● **TASK DETAILS**
Somewhere below is a line with "Where can the wooden" and, later, a line with "Where can the nest"; repeat those two lines and all the lines between them, exactly as they are.

● **Data excerpts**
== Segment start ==

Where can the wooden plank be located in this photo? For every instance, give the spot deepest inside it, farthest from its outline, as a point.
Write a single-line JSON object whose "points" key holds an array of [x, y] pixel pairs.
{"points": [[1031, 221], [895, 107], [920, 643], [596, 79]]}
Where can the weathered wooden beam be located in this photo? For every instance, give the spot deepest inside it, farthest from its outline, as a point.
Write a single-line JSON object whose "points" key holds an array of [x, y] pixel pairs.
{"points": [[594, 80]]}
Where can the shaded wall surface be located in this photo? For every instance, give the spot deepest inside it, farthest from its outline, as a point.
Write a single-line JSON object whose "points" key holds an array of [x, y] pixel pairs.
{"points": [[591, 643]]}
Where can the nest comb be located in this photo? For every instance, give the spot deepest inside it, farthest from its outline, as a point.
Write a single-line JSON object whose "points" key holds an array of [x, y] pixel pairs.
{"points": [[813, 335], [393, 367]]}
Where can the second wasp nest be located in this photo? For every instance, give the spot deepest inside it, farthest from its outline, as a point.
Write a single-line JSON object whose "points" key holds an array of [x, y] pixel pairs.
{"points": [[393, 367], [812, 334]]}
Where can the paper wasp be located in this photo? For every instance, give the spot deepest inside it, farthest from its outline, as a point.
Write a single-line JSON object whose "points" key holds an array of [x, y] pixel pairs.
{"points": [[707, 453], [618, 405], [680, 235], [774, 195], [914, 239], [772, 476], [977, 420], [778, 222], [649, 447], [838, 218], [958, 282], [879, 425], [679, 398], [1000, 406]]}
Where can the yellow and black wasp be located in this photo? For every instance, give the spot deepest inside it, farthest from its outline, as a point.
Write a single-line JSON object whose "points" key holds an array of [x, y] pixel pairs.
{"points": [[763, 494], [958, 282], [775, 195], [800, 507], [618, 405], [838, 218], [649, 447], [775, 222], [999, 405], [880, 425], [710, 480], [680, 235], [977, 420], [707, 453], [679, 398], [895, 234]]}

== Segment end ==
== Segment start ==

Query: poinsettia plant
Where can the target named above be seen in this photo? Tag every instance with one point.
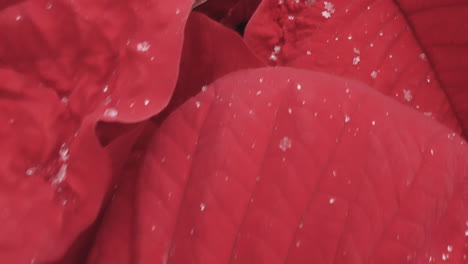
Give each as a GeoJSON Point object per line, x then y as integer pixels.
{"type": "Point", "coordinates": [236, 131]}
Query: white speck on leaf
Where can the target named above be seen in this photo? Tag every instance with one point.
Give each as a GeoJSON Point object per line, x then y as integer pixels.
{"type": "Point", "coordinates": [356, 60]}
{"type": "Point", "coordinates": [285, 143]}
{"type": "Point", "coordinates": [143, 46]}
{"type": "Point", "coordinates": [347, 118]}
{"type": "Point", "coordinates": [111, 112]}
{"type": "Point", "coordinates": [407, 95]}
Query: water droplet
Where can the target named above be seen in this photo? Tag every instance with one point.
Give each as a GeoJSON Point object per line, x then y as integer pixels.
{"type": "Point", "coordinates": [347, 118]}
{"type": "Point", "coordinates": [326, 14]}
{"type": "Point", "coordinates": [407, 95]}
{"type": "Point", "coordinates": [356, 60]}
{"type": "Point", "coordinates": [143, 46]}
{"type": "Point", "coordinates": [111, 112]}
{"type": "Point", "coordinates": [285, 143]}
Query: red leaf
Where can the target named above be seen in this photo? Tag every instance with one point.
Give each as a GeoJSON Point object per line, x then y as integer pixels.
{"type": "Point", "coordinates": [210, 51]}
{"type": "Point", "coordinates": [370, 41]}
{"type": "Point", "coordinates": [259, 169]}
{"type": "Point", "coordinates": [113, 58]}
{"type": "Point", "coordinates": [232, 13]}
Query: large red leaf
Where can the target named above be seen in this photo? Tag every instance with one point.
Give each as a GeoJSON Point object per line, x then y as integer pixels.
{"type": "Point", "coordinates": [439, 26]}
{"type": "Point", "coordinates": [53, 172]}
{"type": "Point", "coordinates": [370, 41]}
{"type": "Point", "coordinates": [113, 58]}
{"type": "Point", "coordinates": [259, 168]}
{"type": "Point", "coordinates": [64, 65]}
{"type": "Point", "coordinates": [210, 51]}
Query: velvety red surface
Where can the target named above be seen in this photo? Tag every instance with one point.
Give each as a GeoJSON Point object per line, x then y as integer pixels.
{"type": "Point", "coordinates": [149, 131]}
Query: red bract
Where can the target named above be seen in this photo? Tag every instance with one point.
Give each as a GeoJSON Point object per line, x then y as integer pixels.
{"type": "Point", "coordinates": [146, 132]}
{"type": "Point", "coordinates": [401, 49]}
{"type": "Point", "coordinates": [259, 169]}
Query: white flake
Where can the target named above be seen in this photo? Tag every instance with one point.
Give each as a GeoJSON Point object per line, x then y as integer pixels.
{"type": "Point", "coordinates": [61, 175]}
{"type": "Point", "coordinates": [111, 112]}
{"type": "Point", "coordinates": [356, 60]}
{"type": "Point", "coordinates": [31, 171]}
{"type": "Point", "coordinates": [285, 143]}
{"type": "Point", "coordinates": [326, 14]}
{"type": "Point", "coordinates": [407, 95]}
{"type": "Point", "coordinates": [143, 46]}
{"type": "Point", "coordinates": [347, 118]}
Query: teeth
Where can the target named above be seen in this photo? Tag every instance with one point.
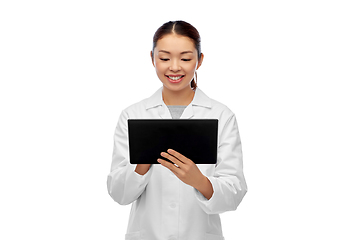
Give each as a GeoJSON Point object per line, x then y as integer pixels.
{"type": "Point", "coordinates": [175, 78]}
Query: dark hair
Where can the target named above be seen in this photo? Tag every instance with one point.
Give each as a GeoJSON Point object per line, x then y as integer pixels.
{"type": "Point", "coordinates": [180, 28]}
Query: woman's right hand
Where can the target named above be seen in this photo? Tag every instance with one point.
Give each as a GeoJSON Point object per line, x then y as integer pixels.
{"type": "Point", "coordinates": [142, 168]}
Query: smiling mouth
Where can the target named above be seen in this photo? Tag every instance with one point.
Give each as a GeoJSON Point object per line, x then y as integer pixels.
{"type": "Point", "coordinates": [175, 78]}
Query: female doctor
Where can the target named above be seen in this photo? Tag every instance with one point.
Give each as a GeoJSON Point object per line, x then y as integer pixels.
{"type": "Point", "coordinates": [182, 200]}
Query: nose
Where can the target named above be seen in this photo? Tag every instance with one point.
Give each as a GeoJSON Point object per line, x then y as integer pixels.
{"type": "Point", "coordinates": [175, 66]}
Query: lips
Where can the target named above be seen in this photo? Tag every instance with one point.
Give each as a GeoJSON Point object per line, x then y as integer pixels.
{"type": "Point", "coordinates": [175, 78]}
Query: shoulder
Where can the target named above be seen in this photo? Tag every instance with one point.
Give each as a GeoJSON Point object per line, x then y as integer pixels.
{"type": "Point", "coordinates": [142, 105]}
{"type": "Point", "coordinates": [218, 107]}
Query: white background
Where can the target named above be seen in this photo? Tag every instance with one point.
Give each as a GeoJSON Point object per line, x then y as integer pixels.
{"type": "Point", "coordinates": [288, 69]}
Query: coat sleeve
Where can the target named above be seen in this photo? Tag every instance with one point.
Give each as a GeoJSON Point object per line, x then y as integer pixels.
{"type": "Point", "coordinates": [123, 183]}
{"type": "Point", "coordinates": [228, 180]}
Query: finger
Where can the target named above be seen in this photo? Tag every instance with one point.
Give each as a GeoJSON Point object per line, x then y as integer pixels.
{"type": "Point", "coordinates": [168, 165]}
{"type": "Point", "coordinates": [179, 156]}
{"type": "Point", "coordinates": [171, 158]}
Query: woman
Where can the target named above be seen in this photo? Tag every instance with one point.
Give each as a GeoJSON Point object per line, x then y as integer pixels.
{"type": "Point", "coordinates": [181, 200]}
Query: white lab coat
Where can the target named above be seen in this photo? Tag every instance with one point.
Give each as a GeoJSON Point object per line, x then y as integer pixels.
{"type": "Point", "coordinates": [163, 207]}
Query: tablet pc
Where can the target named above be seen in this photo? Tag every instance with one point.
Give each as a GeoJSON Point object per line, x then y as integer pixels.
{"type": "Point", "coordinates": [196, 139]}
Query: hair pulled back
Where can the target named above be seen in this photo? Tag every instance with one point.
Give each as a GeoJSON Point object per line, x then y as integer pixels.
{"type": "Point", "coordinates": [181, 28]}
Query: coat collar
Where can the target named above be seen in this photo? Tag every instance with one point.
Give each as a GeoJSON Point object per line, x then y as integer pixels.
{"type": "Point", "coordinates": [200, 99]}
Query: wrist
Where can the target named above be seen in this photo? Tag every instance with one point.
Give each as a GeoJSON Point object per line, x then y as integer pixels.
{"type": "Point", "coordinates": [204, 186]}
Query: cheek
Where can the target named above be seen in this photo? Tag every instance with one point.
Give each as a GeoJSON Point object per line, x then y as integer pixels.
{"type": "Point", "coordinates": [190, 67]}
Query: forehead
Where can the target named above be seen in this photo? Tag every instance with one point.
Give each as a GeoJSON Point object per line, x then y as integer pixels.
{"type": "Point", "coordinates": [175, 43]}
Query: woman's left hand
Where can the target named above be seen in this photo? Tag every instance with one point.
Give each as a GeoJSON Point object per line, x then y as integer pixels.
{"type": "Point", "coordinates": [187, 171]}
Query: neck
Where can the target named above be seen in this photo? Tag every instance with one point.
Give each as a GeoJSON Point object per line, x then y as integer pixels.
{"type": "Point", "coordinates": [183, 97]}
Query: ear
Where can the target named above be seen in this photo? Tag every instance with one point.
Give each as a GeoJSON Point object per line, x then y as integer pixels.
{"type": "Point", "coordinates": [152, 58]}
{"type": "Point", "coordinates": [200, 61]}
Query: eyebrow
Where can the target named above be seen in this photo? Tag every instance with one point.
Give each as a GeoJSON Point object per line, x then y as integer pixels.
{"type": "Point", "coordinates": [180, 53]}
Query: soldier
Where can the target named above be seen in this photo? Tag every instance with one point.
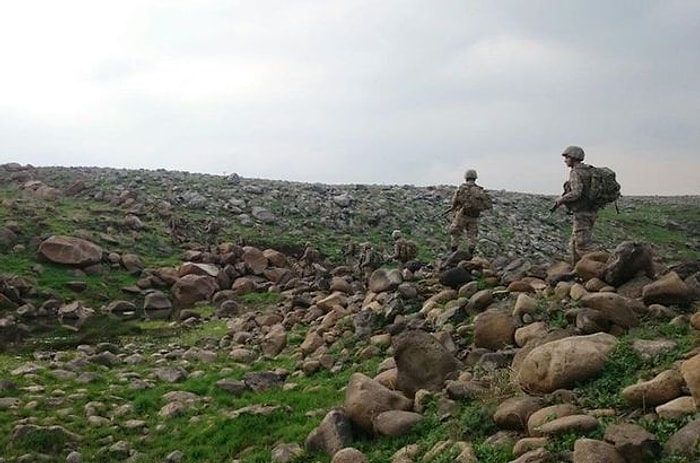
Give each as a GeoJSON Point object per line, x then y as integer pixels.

== Segment end ==

● **EXERCISE RESULT**
Where can the wooden plank be located in this photo? For every instance, give the spot deepest inside it, farthest from its outline, as a point.
Write a single-line JSON object whose "points" key holds an array of [x, y] pixel pairs.
{"points": [[1031, 221], [895, 107], [920, 643], [596, 79]]}
Where can the weathered wooden beam be located in this photo? For every instance, give the spot deepest inside it, farthest from its outline, as a point.
Write a single-line JSON object whose "points" key holds an array of [x, y] pixel pairs.
{"points": [[594, 80]]}
Where can the shaded wall surface be located in this photo? For every instance, give the spot deepest inside it, farthest from its outline, as a point.
Write a single-line JSON object whose "points" key holds an array of [x, y] pixel pairs.
{"points": [[591, 643]]}
Where can the nest comb be located in this photo? For every instance, give the spot deepest inside it, farthest from its outline, as a point.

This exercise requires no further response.